## Start Selected passage

= Jose Petrick =

Northern Territorian activist

Jose Petrick OAM ( Tizard, born 14 February 1924) is a British-born Australian historian and community advocate living in Alice Springs in the Northern Territory.

== Early life ==
Petrick was born in England on 14 February 1924. She trained as a secretary then as a nurse. She came to Australia on a working holiday in 1950 and worked in Sydney, Hobart and Adelaide.

== Life in the Northern Territory ==
Eager to see a cattle station before she returned to England, Petrick came to the Northern Territory in 1951 to be a governess for three months on MacDonald Downs Station, 300 kilometres north-east of Alice Springs. She married Martyn Petrick from nearby Mt Swan Station in 1952 and had two children Suzette and Grant. In 1960, they moved to Neutral Junction Station near Barrow Creek, where Petrick ran the health centre in the community.

When Martyn died in 1974, Petrick moved to Alice Springs and became a journalist with the Centralian Advocate where she was first employed as a junior cadet. She wrote weekly features identifying the town's 100 streets named after Central Australian pioneers. The Centralian Advocate then published the features in a booklet entitled Street Names tell History of Alice Springs and The Story of the Centralian Advocate Alice Springs first newspaper by Robert Watt.

## End Selected passage
## Start Material supplied

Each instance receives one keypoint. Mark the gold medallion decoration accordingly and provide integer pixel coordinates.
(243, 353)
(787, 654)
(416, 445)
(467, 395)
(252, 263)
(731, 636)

## End Material supplied

#### To do:
[A] Reproduce the passage of the Jose Petrick article above between "Northern Territorian activist" and "the Northern Territory.", inclusive, word for word.
[B] Write out the rows given above, keeping every line unchanged.

#### Exercise solutions:
[A]
Northern Territorian activist

Jose Petrick OAM ( Tizard, born 14 February 1924) is a British-born Australian historian and community advocate living in Alice Springs in the Northern Territory.

[B]
Each instance receives one keypoint. Mark the gold medallion decoration accordingly and provide integer pixel coordinates.
(243, 353)
(787, 654)
(416, 445)
(467, 395)
(252, 263)
(731, 636)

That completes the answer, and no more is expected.